** Estratto scelto **
····················
La Terra come dimora - dove stare insieme oltre


1999/2000


Anna Rita Petrungaro

 

Il limite da molteplici punti di vista è uno spazio che per sua natura costituisce il limite dell’accoglienza fra il prima e il dopo del tempo della vita, una dimora terrena per ciò che in fine resta della nostra corporeità: cimitero è etimologicamente luogo del sonno.
Il grembo di cratere di Gabii, per il suo essere da sempre luogo di snodo di confluenze vitali, può ospitare, come già aveva fatto un tempo, ai suoi margini, il segno di quella presenza-assenza, ma anche di quello stare insieme oltre che nutre la nostra illusione di un rapporto possibile ancora. Quel grembo craterico, col suo orlo di martoriati e scavati peperini (il prelievo della famosa pietra di Gabii ha cancellato le vestigia di possibili siti urbani) può essere un corpo di un gran serpente marginante la coppa stessa. E quel serpente, la cui testa é pesante di insensata moderna lottizzazione, come nel mito, s’avvolge propiziando l’eterno ritorno del tempo vitale, del Gran Tempo certo, ma anche della resurrezione - metamorfosi.
Sull’orlo della caldera, nel corpo di quel serpente, vengono aperte tre palpitanti strutture ad andamento lineare, ove trovano posto i corpi sepolti ad inumazione. Ma quegli scavi ipogei respirano in sale ipostile, in centrici invasi di terra, ove penetri anche dall’alto e la luce e l’acqua e l’aria che in simbiosi concorrano alla magica trasformazione, e conservando la forma degli antichi reiteratamente propone in tante concatenate figure l’ineludibile connessione fra lo spazio dinamico lineare e la concavità nutrita. E quelle strutture ad andamento lineare, che respirano dentro il gran Corpo, sono poste dove da sempre la Madre conformò se stessa all’accoglienza, trasversalmente all’andamento dell’orlo craterico, ov’esso si porge a oriente al sole che sorge con le naturali insenature della morfologia, dove far nascere i luoghi escavati, magicamente, naturalmente, così che rispondano a momenti notevoli dell’apparente percorso dell’astro nel cielo ad est e nord/est, ove furono colte le proiezioni azimutali di quel corso, alle albe dell’equinozio di primavera, del solstizio d’estate e del 21 agosto (giorno, secondo il nostro calendario Gregoriano, dedicato a San Cristoforo).
····················
** Dati di lavoro **
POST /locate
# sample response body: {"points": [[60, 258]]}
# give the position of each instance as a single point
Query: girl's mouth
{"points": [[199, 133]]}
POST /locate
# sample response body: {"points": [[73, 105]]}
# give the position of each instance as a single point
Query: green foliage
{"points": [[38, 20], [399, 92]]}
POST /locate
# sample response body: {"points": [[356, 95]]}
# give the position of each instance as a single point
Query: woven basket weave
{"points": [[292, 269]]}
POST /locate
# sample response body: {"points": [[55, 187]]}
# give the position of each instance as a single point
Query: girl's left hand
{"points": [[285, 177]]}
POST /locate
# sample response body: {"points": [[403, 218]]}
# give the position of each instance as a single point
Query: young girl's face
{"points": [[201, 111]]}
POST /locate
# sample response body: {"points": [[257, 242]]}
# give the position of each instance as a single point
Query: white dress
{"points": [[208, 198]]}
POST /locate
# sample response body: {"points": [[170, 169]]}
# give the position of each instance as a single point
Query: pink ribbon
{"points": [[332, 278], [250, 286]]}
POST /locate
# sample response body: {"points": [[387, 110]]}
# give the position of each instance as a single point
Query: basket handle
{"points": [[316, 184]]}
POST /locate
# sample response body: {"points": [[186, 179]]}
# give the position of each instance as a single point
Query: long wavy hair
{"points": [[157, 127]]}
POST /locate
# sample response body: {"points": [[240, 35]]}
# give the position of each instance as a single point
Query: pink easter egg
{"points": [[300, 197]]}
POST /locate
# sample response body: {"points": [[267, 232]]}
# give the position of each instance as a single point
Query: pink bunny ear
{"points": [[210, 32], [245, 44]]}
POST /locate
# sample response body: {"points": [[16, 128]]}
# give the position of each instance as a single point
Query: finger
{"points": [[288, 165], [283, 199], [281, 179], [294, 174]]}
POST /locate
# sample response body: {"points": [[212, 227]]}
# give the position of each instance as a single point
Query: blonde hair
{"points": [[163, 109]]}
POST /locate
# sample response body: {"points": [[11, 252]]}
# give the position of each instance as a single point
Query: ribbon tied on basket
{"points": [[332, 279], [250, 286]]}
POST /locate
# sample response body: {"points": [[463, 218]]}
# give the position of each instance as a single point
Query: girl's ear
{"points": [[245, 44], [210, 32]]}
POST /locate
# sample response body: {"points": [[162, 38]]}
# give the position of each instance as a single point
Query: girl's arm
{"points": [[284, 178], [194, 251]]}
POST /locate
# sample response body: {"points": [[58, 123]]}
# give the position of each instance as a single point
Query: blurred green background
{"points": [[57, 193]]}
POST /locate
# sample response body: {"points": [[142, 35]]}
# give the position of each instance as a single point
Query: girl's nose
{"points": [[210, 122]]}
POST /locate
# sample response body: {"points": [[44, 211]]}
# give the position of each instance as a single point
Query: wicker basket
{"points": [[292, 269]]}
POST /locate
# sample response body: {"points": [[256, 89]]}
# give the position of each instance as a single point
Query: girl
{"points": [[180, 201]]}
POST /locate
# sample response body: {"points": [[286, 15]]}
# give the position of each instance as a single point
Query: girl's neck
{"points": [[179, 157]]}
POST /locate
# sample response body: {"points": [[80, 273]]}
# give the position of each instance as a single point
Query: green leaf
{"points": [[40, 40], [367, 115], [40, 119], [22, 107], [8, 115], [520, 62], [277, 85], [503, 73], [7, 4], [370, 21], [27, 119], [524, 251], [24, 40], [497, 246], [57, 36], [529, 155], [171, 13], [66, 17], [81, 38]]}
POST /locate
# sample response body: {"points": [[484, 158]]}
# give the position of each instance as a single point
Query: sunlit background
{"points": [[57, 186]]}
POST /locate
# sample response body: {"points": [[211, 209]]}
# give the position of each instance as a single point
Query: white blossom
····················
** Consegna A **
Stabilisci se ciascuna affermazione concorda con l'estratto scelto, rispondendo sì o no e citando le parole decisive: (i) il termine cimitero indica etimologicamente il luogo del sonno; (ii) sull'orlo della caldera vengono aperte quattro strutture ad andamento lineare; (iii) nel calendario gregoriano il 21 agosto è dedicato a San Cristoforo.
** Consegna B **
Conta le righe del listato sopra in cui compare la stringa "hair" e indica soltanto il numero.

** Risposta completa A **
(i) Sì: "cimitero è etimologicamente luogo del sonno".
(ii) No: "vengono aperte tre palpitanti strutture ad andamento lineare".
(iii) Sì: "giorno, secondo il nostro calendario Gregoriano, dedicato a San Cristoforo".

** Risposta completa B **
2